(Region pointing data)
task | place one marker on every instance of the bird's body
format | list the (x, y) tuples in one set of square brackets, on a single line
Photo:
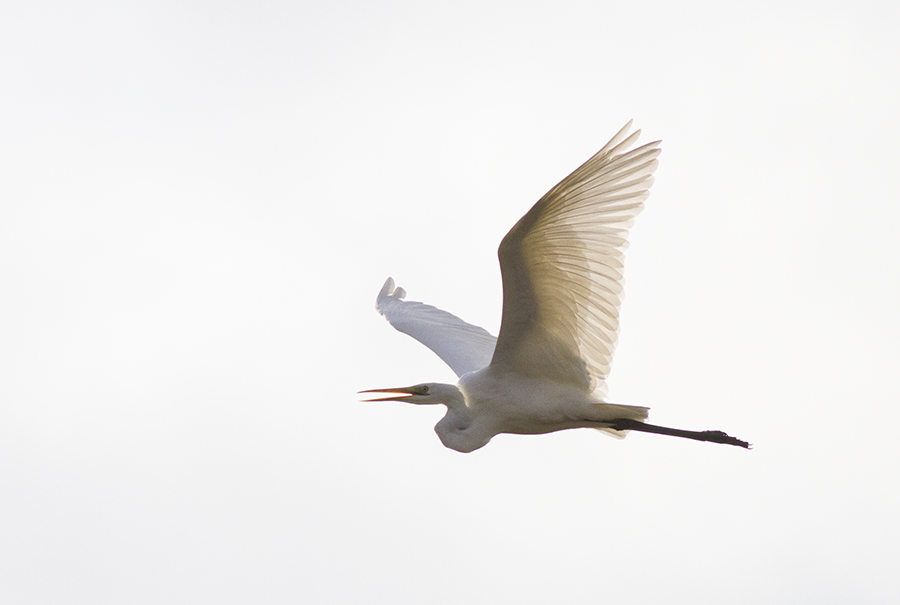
[(562, 283)]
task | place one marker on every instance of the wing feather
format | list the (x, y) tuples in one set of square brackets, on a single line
[(562, 267), (462, 346)]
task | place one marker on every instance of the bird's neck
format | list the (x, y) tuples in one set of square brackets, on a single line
[(460, 429)]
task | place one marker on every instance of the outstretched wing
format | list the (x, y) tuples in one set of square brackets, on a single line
[(462, 346), (562, 268)]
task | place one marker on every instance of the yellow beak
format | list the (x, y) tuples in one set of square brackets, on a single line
[(401, 393)]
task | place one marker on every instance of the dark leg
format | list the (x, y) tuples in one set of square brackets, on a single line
[(625, 424)]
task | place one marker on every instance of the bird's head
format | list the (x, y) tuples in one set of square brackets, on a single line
[(422, 394)]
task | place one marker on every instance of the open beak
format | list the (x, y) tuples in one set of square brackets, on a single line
[(401, 394)]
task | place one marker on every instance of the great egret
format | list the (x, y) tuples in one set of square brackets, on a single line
[(562, 287)]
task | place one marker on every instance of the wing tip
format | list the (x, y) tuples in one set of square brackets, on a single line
[(389, 292)]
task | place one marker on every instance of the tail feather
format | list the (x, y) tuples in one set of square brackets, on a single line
[(615, 411)]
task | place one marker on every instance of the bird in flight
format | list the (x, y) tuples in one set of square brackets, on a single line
[(561, 266)]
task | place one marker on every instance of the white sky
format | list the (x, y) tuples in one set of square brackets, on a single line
[(200, 201)]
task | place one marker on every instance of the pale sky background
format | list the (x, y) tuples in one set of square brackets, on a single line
[(200, 200)]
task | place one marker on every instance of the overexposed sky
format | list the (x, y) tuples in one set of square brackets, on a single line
[(199, 202)]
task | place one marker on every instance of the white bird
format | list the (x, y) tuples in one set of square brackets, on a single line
[(562, 288)]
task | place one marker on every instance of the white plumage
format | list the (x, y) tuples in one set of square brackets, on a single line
[(562, 267)]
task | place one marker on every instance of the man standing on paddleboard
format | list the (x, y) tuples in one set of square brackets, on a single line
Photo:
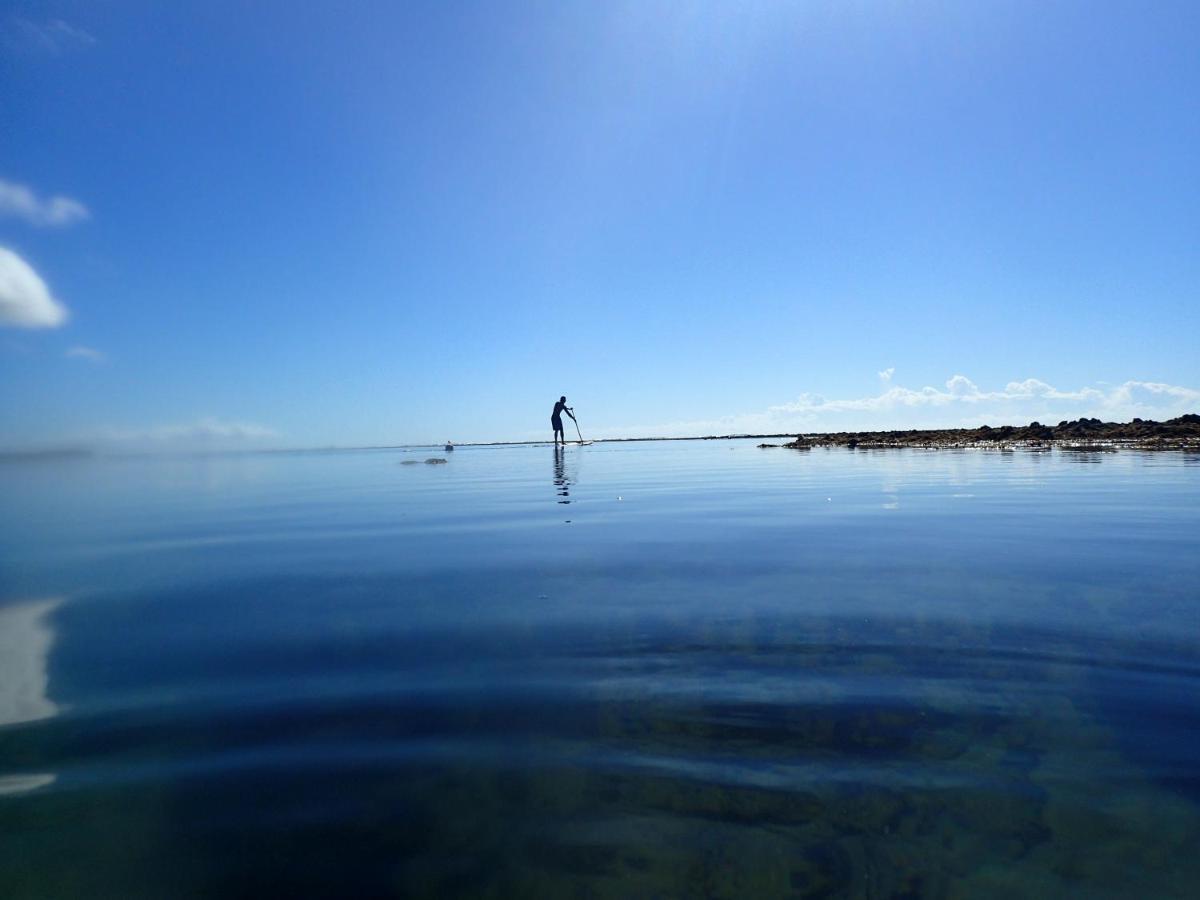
[(556, 419)]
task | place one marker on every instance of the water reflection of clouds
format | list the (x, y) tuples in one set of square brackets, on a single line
[(27, 639)]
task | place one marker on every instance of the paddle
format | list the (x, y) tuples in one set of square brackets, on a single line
[(577, 427)]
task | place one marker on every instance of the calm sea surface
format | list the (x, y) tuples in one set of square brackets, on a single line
[(690, 669)]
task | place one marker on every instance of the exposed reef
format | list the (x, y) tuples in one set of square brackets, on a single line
[(1083, 435)]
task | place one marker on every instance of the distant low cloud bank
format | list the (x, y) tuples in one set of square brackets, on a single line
[(960, 402), (208, 431), (21, 202), (24, 299)]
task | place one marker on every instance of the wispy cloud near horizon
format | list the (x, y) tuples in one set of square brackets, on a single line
[(52, 37), (23, 203), (25, 300), (960, 402), (205, 430)]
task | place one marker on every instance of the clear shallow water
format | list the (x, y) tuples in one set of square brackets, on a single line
[(646, 670)]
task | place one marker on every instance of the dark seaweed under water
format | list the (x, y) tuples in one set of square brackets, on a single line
[(619, 671)]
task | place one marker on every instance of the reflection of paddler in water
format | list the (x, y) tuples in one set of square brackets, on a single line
[(556, 419), (561, 481)]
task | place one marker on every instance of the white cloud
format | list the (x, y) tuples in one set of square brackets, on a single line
[(959, 403), (52, 37), (88, 353), (24, 299), (205, 431), (21, 202)]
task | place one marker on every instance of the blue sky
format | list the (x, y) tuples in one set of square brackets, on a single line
[(282, 223)]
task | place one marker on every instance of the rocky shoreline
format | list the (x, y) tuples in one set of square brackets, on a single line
[(1083, 435)]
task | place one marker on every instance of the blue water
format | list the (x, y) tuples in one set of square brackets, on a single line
[(679, 669)]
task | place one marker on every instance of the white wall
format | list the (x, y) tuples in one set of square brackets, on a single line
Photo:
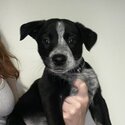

### Task item
Write the entries above out in full, exactly, with no images.

### Task answer
task | place one marker on every instance of the bird's body
format | list the (x, y) tuples in one set of square brackets, on a single line
Photo:
[(562, 283)]
task | place one marker on every instance of the wing feather
format | list the (x, y) tuples in one set of square brackets, on a single line
[(562, 267), (462, 346)]
task | place one marker on every instance of the bird's neck
format | list the (x, y) tuples in one set of square brackets, on a single line
[(460, 429)]
task | place one marker on every instance of the outstretched wing
format | list the (x, y) tuples in one set of square brackets, on a single line
[(462, 346), (562, 268)]
task | place one marker on every instance of the yellow beak
format | list the (x, y) tuples in one set of square brackets, on a single line
[(401, 393)]
task | place one marker on every instance of the dark leg
format | list the (x, y) tuples in one set of square brackets, on a single line
[(625, 424)]
task | place one marker on every instance of the bird's head
format | list the (x, y) tuples in one set of square brackets, on a single line
[(422, 394)]
task | place one marker on every instance of the open beak
format | list the (x, y) tuples in one set of square brackets, on a single line
[(401, 394)]
task | place one marker on every instance of the great egret
format | list the (x, y) tuples in one set of square brackets, on a single line
[(562, 287)]
task | place one marker on every instance of the wing tip
format | list the (x, y) tuples in one set of square brackets, on a single line
[(389, 292)]
task | place one marker on every instance of the tail feather
format | list the (x, y) tuples in one set of square brackets, on a single line
[(615, 411)]
task | place one marker on every instance of the bird in flight
format | list the (x, y) tuples in one set of square brackets, on a single line
[(561, 266)]
task | place one marker on every instance of the white sky
format | list the (x, y) tuples in one set of square brackets, on a single line
[(200, 201)]
task | place one marker on every instance of the pale sky background
format | list the (x, y) tuples in one set of square brackets, on a single line
[(200, 200)]
task | place one marker on every instance of the overexposed sky
format | list the (x, y) tuples in one set of square brackets, on a single line
[(199, 202)]
task | place one marker on every instance of the white bird
format | list the (x, y) tuples in one set of square brackets, on a single line
[(562, 288)]
task | place one marker on every instance of the white plumage
format | list the (x, y) tuples in one set of square brackets, on a single line
[(562, 267)]
task | place one marker on every instance of the man standing on paddleboard
format | list the (x, y) tuples in one set of square brackets, on a single line
Photo:
[(556, 419)]
task | place one marker on every instance of the water reflection of clouds
format | list the (x, y) tuples in one set of square brackets, on a single line
[(27, 639)]
task | place one marker on every instance of the paddle
format | list the (x, y) tuples in one set of square brackets, on a single line
[(577, 427)]
task | place one marker on every instance of the calm sea surface
format | list the (x, y) tuples in one set of square brackets, on a single line
[(690, 669)]
task | place one marker on every instance of the exposed reef
format | list the (x, y) tuples in one set of square brackets, on a single line
[(1083, 435)]
task | place one marker on every instance of the distant low cloud bank
format | list the (x, y) tuples in one set of square brackets, on a single line
[(960, 402), (208, 431), (21, 202), (24, 299)]
task | place one marker on every instance of the wispy cloud near horizon
format | list the (x, y) tuples in one set of square brackets, on a single line
[(52, 37), (23, 203), (25, 300), (960, 402), (205, 430)]
task | place one marker on every instance of the clear shallow water
format | list the (x, y) tuples in one set of square brackets, on a single line
[(646, 670)]
task | place one marker on every instance of the dark seaweed under water
format | list the (x, y) tuples in one set of square brackets, on a single line
[(619, 671)]
task | place one marker on every instance of the reflection of paddler in water
format | list the (x, y) tuples in one set of square brackets, on a single line
[(556, 419), (561, 481)]
task | place one marker on every instance of the white cloud
format | list the (x, y) tuples in one set of square brackets, on a single line
[(959, 403), (52, 37), (88, 353), (24, 299), (205, 431), (21, 202)]
task | place one marker on every instance of the blue sky
format | list the (x, y) tuples in one set of square brackets, on a single line
[(282, 223)]
task | place one marker on every instance of the rocky shoreline
format | list the (x, y) tuples in one set of square brackets, on a single line
[(1083, 435)]
task | place one marker on every instance of the blue water
format | list the (x, y) tuples in one set of square brackets, on a single line
[(679, 669)]
task | place one marker on every instance of the white wall
format | list the (x, y) tuples in one set of square brackets, on a single line
Photo:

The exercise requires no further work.